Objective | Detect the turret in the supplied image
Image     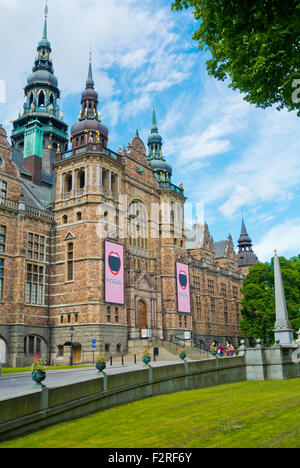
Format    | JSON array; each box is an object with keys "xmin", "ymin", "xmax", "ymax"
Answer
[
  {"xmin": 71, "ymin": 52, "xmax": 109, "ymax": 152},
  {"xmin": 237, "ymin": 219, "xmax": 258, "ymax": 274}
]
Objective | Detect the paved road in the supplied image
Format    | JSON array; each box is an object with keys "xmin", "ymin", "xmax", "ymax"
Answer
[{"xmin": 0, "ymin": 360, "xmax": 186, "ymax": 401}]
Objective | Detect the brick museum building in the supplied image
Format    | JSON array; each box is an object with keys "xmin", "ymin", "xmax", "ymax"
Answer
[{"xmin": 0, "ymin": 14, "xmax": 258, "ymax": 367}]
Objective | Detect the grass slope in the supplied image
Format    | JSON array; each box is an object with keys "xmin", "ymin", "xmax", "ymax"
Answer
[{"xmin": 1, "ymin": 379, "xmax": 300, "ymax": 448}]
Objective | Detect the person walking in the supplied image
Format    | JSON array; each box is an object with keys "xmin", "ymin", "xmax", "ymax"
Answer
[
  {"xmin": 210, "ymin": 341, "xmax": 217, "ymax": 357},
  {"xmin": 217, "ymin": 343, "xmax": 224, "ymax": 357}
]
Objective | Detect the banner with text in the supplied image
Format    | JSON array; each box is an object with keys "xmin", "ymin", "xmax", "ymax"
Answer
[
  {"xmin": 105, "ymin": 241, "xmax": 124, "ymax": 304},
  {"xmin": 176, "ymin": 262, "xmax": 191, "ymax": 313}
]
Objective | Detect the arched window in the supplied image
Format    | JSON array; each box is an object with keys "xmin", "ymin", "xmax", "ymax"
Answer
[
  {"xmin": 49, "ymin": 93, "xmax": 54, "ymax": 106},
  {"xmin": 77, "ymin": 170, "xmax": 85, "ymax": 189},
  {"xmin": 76, "ymin": 212, "xmax": 82, "ymax": 221},
  {"xmin": 24, "ymin": 335, "xmax": 47, "ymax": 356},
  {"xmin": 29, "ymin": 92, "xmax": 34, "ymax": 107},
  {"xmin": 129, "ymin": 200, "xmax": 148, "ymax": 250},
  {"xmin": 38, "ymin": 90, "xmax": 45, "ymax": 107},
  {"xmin": 64, "ymin": 173, "xmax": 72, "ymax": 193},
  {"xmin": 62, "ymin": 215, "xmax": 68, "ymax": 224}
]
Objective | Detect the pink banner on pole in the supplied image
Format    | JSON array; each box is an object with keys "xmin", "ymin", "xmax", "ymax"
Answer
[
  {"xmin": 176, "ymin": 262, "xmax": 191, "ymax": 313},
  {"xmin": 105, "ymin": 241, "xmax": 124, "ymax": 304}
]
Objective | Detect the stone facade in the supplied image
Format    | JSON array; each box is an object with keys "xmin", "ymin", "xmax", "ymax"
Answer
[
  {"xmin": 0, "ymin": 122, "xmax": 245, "ymax": 367},
  {"xmin": 0, "ymin": 14, "xmax": 247, "ymax": 367}
]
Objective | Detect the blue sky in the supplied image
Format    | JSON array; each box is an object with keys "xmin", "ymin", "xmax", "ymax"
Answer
[{"xmin": 0, "ymin": 0, "xmax": 299, "ymax": 262}]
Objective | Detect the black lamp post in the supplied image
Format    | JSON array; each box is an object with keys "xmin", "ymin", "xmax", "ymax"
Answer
[{"xmin": 70, "ymin": 326, "xmax": 74, "ymax": 366}]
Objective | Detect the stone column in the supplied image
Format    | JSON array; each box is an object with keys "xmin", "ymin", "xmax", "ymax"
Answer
[{"xmin": 273, "ymin": 252, "xmax": 294, "ymax": 346}]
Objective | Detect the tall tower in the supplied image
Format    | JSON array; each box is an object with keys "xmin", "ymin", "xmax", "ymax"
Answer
[
  {"xmin": 237, "ymin": 219, "xmax": 258, "ymax": 275},
  {"xmin": 70, "ymin": 53, "xmax": 108, "ymax": 153},
  {"xmin": 147, "ymin": 102, "xmax": 172, "ymax": 183},
  {"xmin": 11, "ymin": 5, "xmax": 69, "ymax": 185},
  {"xmin": 146, "ymin": 105, "xmax": 191, "ymax": 340}
]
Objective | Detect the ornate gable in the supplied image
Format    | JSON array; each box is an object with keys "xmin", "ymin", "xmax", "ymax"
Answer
[
  {"xmin": 128, "ymin": 130, "xmax": 148, "ymax": 166},
  {"xmin": 134, "ymin": 271, "xmax": 156, "ymax": 292},
  {"xmin": 64, "ymin": 232, "xmax": 76, "ymax": 241}
]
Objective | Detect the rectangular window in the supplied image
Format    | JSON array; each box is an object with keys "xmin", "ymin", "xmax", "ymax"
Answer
[
  {"xmin": 0, "ymin": 226, "xmax": 6, "ymax": 253},
  {"xmin": 235, "ymin": 302, "xmax": 240, "ymax": 322},
  {"xmin": 207, "ymin": 279, "xmax": 214, "ymax": 295},
  {"xmin": 220, "ymin": 283, "xmax": 227, "ymax": 298},
  {"xmin": 115, "ymin": 307, "xmax": 119, "ymax": 323},
  {"xmin": 192, "ymin": 276, "xmax": 200, "ymax": 293},
  {"xmin": 28, "ymin": 232, "xmax": 45, "ymax": 261},
  {"xmin": 26, "ymin": 263, "xmax": 45, "ymax": 305},
  {"xmin": 179, "ymin": 314, "xmax": 182, "ymax": 328},
  {"xmin": 29, "ymin": 336, "xmax": 34, "ymax": 355},
  {"xmin": 0, "ymin": 258, "xmax": 4, "ymax": 300},
  {"xmin": 184, "ymin": 314, "xmax": 187, "ymax": 328},
  {"xmin": 67, "ymin": 243, "xmax": 74, "ymax": 281},
  {"xmin": 196, "ymin": 295, "xmax": 201, "ymax": 321},
  {"xmin": 36, "ymin": 338, "xmax": 41, "ymax": 354},
  {"xmin": 232, "ymin": 286, "xmax": 239, "ymax": 301},
  {"xmin": 210, "ymin": 297, "xmax": 215, "ymax": 323},
  {"xmin": 224, "ymin": 301, "xmax": 229, "ymax": 323},
  {"xmin": 1, "ymin": 181, "xmax": 7, "ymax": 201},
  {"xmin": 107, "ymin": 306, "xmax": 111, "ymax": 323}
]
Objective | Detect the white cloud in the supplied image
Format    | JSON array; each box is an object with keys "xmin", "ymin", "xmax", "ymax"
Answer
[
  {"xmin": 0, "ymin": 0, "xmax": 194, "ymax": 130},
  {"xmin": 255, "ymin": 219, "xmax": 300, "ymax": 262},
  {"xmin": 162, "ymin": 82, "xmax": 250, "ymax": 172}
]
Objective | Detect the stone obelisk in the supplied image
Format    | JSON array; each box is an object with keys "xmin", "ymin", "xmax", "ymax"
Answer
[{"xmin": 273, "ymin": 251, "xmax": 294, "ymax": 346}]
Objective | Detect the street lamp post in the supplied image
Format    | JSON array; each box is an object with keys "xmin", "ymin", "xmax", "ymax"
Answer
[{"xmin": 70, "ymin": 326, "xmax": 74, "ymax": 366}]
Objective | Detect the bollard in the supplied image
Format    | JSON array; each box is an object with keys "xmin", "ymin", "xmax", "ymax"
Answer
[
  {"xmin": 134, "ymin": 354, "xmax": 136, "ymax": 364},
  {"xmin": 121, "ymin": 355, "xmax": 124, "ymax": 366},
  {"xmin": 110, "ymin": 356, "xmax": 113, "ymax": 366}
]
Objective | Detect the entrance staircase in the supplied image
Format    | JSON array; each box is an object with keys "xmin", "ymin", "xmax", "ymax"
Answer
[{"xmin": 126, "ymin": 339, "xmax": 209, "ymax": 362}]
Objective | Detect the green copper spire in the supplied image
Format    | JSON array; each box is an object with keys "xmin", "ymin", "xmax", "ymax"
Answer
[
  {"xmin": 11, "ymin": 1, "xmax": 69, "ymax": 167},
  {"xmin": 151, "ymin": 105, "xmax": 158, "ymax": 133},
  {"xmin": 148, "ymin": 99, "xmax": 163, "ymax": 151},
  {"xmin": 38, "ymin": 3, "xmax": 51, "ymax": 50},
  {"xmin": 147, "ymin": 102, "xmax": 172, "ymax": 183},
  {"xmin": 86, "ymin": 49, "xmax": 95, "ymax": 89}
]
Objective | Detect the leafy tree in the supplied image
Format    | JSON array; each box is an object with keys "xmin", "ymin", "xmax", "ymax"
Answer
[
  {"xmin": 172, "ymin": 0, "xmax": 300, "ymax": 115},
  {"xmin": 240, "ymin": 256, "xmax": 300, "ymax": 345}
]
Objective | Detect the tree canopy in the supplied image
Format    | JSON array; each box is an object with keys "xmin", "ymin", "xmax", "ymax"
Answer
[
  {"xmin": 172, "ymin": 0, "xmax": 300, "ymax": 115},
  {"xmin": 240, "ymin": 256, "xmax": 300, "ymax": 345}
]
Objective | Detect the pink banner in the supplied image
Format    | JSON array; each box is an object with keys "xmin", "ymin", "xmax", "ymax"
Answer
[
  {"xmin": 105, "ymin": 241, "xmax": 124, "ymax": 304},
  {"xmin": 176, "ymin": 262, "xmax": 191, "ymax": 313}
]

══════════════════════════════

__About this task__
Pick out each line in the material containing "pink".

__Output for this task__
Objective | Detect the pink banner on pole in the supplied image
Objective | Detect the pink banner in the supplied image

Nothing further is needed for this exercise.